> [Passage provided]:
So it is a brain tumor and we don’t know yet how bad it is and I am not ready to let her go.
I just had this feeling not long ago that something ominous was about to happen and I am just affraid that she is going to die.
I never had to deal with death in my life and the worse part of it is that I am not in position to have any right over her remaining time on Earth. She has family, she has children and grand children who have more rights than I do and I would not want it to be any other way. I am glad that her children can be her for her.
It is just that if I have no problem saying to my sisters that I love them I have a harder time with grown ups and the more I love someone the worse it is. The more I love someone the more I want to do things that means “I love you” but in her case I just never knew what to do really.
I don’t want her to go. I swear that if she stays I will tell her that she means the world to me because she is more my mother than my own mother. She is a woman who has inspired me, she is a woman who has given me a vision of the woman I wanted to be, she has encouraged me the best way possible in being better. She has never stoped loving me and caring for me even when I was excommunicated. She has always been the one I sat by, the one who would step up when the situation with my mother was more than I could handle, the one who has listen everything I had to say even when it was the most stupid thing.
I lived with her for one year when I was a senior in high school and this has been one of the best year of my life. I was her daughter when needed but most of the time I was just a young woman growing up with another woman watching over her. It was not a child/adult thing. it was more about a daily Relief Society thing if you know what I mean.
I don’t want her to go.
I know she is 10 years older than my mother so she will go before me but not right now. I can’t pictures sunday without her and I cannot picture seing a good movie without being able to tell her about it. I can’t picture cookies being cooked without thinking that I wish she her there because she can put her hand in the oven and get cookies out without any protection.
I can’t picture not being able to go to her house anymore because this house is just a dream house for any age. I don’t want her to go now. I need her too much and this is too difficult.
I know she wants to see me happy an she wants to see me succeed in something and so far I have not. I am not asking for much. I just want her to be here until I have done something that will make her happy for me. Either pass the CAPES or find someone good to get married to. Even if she has to go before I actually get married. This is all I am asking for myself.
This is all I can ask because the thing I want the most for her is just not something I can do. Her ex-daughter in law has turned her two oldest grabd-children against her and I just wish I could change this. But it is neither my job nor in my reach…or the other way around.

> [Data shown]:
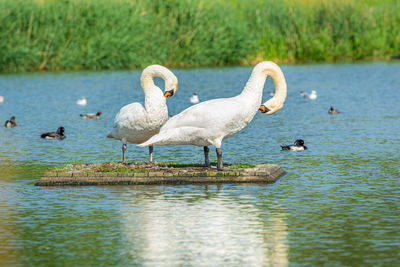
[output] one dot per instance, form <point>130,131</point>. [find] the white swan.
<point>312,95</point>
<point>135,123</point>
<point>194,99</point>
<point>210,122</point>
<point>82,101</point>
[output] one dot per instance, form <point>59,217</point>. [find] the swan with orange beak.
<point>212,121</point>
<point>135,123</point>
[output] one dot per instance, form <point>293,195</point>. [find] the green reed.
<point>121,34</point>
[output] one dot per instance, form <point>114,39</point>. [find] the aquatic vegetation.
<point>120,34</point>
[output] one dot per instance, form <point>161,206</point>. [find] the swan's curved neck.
<point>154,97</point>
<point>255,84</point>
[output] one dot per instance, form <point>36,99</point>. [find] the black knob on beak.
<point>263,109</point>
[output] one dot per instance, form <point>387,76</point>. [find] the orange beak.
<point>169,93</point>
<point>263,109</point>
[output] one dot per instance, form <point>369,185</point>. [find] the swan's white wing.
<point>130,117</point>
<point>203,124</point>
<point>208,114</point>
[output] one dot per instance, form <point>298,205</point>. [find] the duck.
<point>194,99</point>
<point>82,101</point>
<point>135,123</point>
<point>298,146</point>
<point>11,122</point>
<point>91,115</point>
<point>54,135</point>
<point>312,95</point>
<point>210,122</point>
<point>332,110</point>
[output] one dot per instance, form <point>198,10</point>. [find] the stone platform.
<point>99,174</point>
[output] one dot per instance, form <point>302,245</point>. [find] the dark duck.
<point>54,135</point>
<point>91,115</point>
<point>11,122</point>
<point>332,110</point>
<point>298,146</point>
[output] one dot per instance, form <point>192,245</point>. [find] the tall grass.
<point>120,34</point>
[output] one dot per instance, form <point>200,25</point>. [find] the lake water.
<point>338,204</point>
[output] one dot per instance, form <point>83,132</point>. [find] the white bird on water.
<point>312,95</point>
<point>212,121</point>
<point>135,123</point>
<point>194,99</point>
<point>82,101</point>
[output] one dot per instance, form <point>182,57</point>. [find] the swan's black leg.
<point>150,153</point>
<point>220,166</point>
<point>123,153</point>
<point>206,160</point>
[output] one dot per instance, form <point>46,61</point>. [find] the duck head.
<point>299,142</point>
<point>60,130</point>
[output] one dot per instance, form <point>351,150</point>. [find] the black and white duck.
<point>54,135</point>
<point>11,122</point>
<point>298,146</point>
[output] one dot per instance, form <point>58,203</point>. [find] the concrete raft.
<point>262,173</point>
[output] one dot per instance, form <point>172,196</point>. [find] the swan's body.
<point>298,146</point>
<point>82,101</point>
<point>135,123</point>
<point>312,95</point>
<point>11,122</point>
<point>332,110</point>
<point>91,115</point>
<point>210,122</point>
<point>54,135</point>
<point>194,99</point>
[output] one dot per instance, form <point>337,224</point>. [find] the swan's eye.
<point>169,93</point>
<point>263,109</point>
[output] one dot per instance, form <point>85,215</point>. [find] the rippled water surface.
<point>338,204</point>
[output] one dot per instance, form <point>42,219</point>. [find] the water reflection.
<point>203,226</point>
<point>10,249</point>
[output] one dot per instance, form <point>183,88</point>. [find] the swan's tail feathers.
<point>154,140</point>
<point>177,136</point>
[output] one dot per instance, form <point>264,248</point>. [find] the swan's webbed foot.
<point>220,166</point>
<point>123,154</point>
<point>206,160</point>
<point>150,154</point>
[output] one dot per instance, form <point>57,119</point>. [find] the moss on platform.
<point>158,173</point>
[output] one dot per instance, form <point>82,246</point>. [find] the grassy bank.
<point>120,34</point>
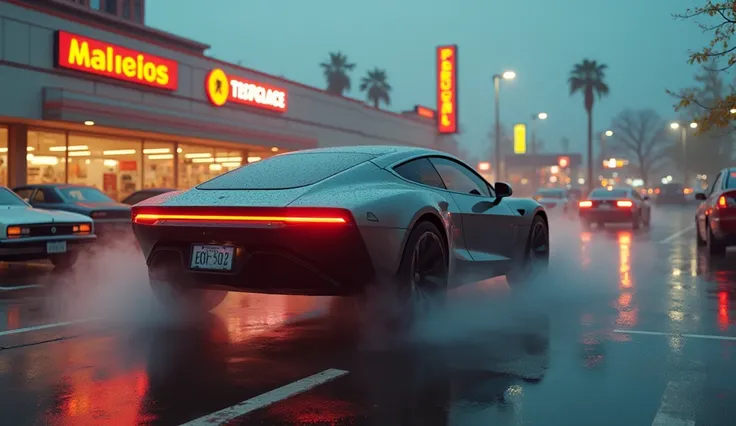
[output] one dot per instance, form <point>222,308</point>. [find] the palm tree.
<point>376,87</point>
<point>336,73</point>
<point>587,77</point>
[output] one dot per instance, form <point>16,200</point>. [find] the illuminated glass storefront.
<point>120,166</point>
<point>3,156</point>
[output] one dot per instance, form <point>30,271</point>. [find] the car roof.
<point>377,150</point>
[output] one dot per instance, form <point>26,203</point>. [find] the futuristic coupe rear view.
<point>337,221</point>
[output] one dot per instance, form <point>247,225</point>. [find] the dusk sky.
<point>644,46</point>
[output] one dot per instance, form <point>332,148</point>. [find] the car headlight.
<point>82,228</point>
<point>17,231</point>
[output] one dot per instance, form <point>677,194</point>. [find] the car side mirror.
<point>502,190</point>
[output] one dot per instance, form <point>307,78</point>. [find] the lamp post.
<point>535,117</point>
<point>508,75</point>
<point>683,138</point>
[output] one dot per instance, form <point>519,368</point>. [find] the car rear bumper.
<point>24,249</point>
<point>302,260</point>
<point>607,216</point>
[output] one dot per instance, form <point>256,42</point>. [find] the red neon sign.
<point>425,112</point>
<point>92,56</point>
<point>447,89</point>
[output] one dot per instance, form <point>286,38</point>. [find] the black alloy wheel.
<point>423,275</point>
<point>536,257</point>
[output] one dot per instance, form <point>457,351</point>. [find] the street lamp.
<point>507,75</point>
<point>535,117</point>
<point>683,137</point>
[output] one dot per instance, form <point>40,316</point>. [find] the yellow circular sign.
<point>217,87</point>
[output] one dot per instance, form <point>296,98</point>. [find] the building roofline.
<point>146,34</point>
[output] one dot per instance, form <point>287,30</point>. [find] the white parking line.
<point>680,400</point>
<point>230,413</point>
<point>677,234</point>
<point>686,335</point>
<point>45,326</point>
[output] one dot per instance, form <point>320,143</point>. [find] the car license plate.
<point>53,247</point>
<point>212,258</point>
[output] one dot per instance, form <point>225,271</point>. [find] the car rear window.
<point>605,193</point>
<point>287,171</point>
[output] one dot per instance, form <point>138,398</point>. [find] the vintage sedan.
<point>27,233</point>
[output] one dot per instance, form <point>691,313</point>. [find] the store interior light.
<point>71,148</point>
<point>42,160</point>
<point>119,152</point>
<point>156,151</point>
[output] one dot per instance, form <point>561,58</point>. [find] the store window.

> [Task set]:
**1)** Print the part of the post about the brain tumor starting at "I lived with" and ending at "what I mean.".
**2)** According to the brain tumor post, how long did the writer live with the woman, and at what point in school?
The records are from a separate source and have nothing to do with the text.

> [Solutions below]:
**1)**
I lived with her for one year when I was a senior in high school and this has been one of the best year of my life. I was her daughter when needed but most of the time I was just a young woman growing up with another woman watching over her. It was not a child/adult thing. it was more about a daily Relief Society thing if you know what I mean.

**2)** For one year, as a senior in high school.